*Supplied entries:*
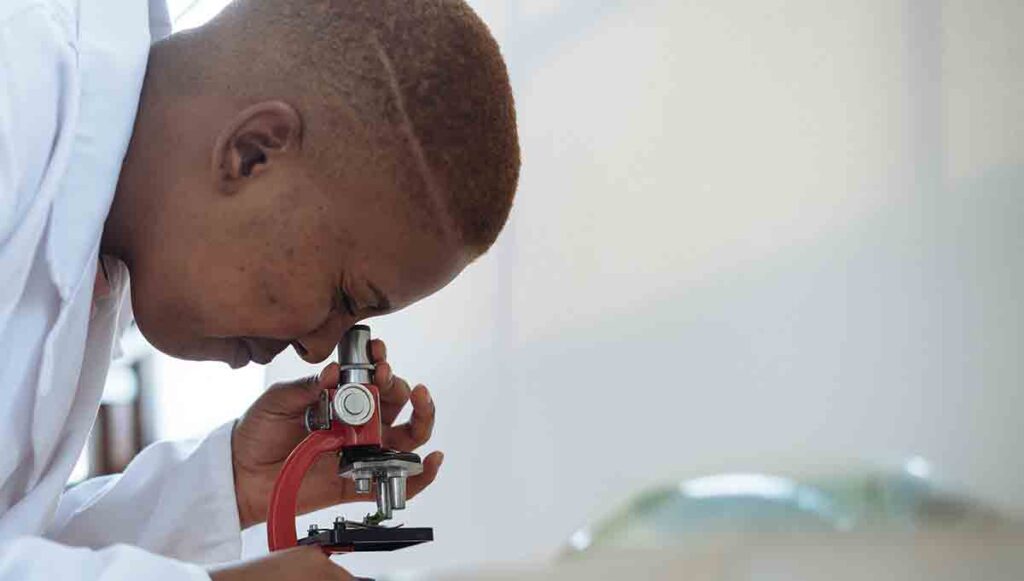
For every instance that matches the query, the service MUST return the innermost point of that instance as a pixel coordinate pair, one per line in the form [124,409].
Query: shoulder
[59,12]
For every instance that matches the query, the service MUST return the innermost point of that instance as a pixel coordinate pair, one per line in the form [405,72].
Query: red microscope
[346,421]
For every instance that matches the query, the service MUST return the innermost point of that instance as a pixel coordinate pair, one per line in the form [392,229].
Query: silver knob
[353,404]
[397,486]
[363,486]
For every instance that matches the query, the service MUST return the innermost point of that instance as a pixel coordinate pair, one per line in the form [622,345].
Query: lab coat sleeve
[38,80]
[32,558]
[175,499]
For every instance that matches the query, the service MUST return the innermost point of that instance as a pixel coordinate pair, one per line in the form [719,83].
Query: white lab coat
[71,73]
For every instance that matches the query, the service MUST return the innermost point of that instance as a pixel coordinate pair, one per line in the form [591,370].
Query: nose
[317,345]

---

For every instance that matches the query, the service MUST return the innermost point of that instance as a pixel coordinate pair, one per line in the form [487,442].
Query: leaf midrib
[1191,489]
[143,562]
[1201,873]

* * *

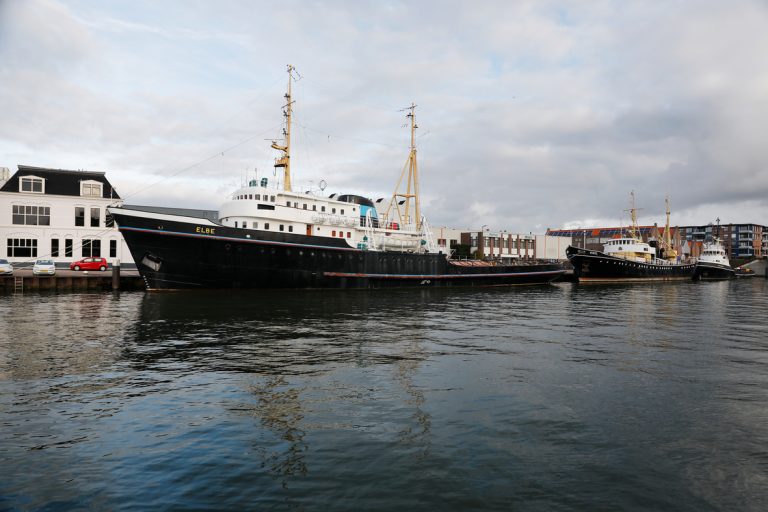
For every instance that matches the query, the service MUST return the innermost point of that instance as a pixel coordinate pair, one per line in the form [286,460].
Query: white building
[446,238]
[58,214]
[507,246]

*What the task asks:* Whenever the word "service" shows up in a line of the entries, copy that line.

*Response area:*
For every instance that matches the query, the service MUST return the innermost point of that instance as a pixel coordinate pair, one per line in the form [124,409].
For every instance that matches the query, the service MUST return the innermost point of that instance as a pixel coordinate pair, one per line in the form [405,72].
For every instance that matches the query, the service MUST return the innermost point of that instance as a pixel coordinate pair, one per line in the form [392,229].
For every instance that matches the query, the service MUST return the innermost point of that instance as a pixel coordinate pair, one per line in the form [622,345].
For every instance that matches the query, the service MUST return the innermost point of that instance as a pixel coordinate pair, one per line in the form [719,83].
For every instance that matches the query, the service MUST return the innermost point of that instance as a pixel coordinate pair, one per line in the form [591,370].
For every instance that matches the query, the service MUST return the innermost point of that instance as a pixel coordinate pair, one per line in the form [487,442].
For every instance that matches the query, the service MUST return the innermost point of that instance as a pixel coordinate pair, one per line in the form [286,460].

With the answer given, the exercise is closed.